==== MATERIAL PROVIDED ====

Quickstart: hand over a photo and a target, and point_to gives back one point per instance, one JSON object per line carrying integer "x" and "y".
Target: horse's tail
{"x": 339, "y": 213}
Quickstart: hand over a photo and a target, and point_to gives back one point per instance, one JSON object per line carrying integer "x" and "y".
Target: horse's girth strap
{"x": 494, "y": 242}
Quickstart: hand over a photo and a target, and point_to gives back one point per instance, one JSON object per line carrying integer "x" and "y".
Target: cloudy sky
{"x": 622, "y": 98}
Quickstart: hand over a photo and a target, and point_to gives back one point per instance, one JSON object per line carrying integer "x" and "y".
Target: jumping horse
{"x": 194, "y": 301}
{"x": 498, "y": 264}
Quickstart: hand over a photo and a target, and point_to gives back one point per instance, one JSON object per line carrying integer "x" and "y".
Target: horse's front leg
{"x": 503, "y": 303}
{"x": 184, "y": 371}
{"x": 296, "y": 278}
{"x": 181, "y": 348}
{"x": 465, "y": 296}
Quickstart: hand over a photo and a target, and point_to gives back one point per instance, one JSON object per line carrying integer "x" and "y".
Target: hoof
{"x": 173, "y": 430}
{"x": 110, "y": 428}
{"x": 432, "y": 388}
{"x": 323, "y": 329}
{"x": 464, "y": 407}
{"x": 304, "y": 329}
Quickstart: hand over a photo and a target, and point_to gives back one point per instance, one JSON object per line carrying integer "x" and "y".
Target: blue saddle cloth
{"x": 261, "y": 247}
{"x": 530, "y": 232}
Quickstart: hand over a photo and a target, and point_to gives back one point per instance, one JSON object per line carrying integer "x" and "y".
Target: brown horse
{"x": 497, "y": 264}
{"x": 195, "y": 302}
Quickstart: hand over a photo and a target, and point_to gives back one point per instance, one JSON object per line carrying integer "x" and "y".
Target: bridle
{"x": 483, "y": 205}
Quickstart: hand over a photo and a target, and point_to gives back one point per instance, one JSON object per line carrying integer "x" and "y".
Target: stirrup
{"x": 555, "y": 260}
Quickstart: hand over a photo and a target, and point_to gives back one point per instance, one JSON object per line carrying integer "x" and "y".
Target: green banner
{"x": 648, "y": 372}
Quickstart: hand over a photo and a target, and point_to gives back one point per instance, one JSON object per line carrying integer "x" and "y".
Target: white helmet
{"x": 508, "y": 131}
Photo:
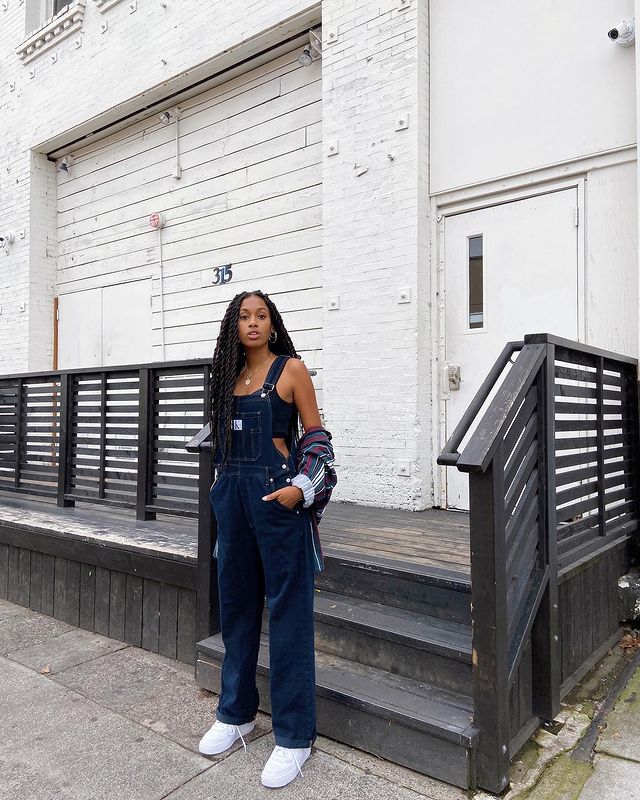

====

Which lines run from the one holding "Target: green banner" through the end of the records? Reproduce them word for word, both ends included, with no pictures.

Target: green banner
{"x": 648, "y": 372}
Quickstart: hand over a photo and a target, and point_to gives back one point per instance, one JSON object per line carrying integer "x" and "y".
Target: white helmet
{"x": 508, "y": 131}
Photo:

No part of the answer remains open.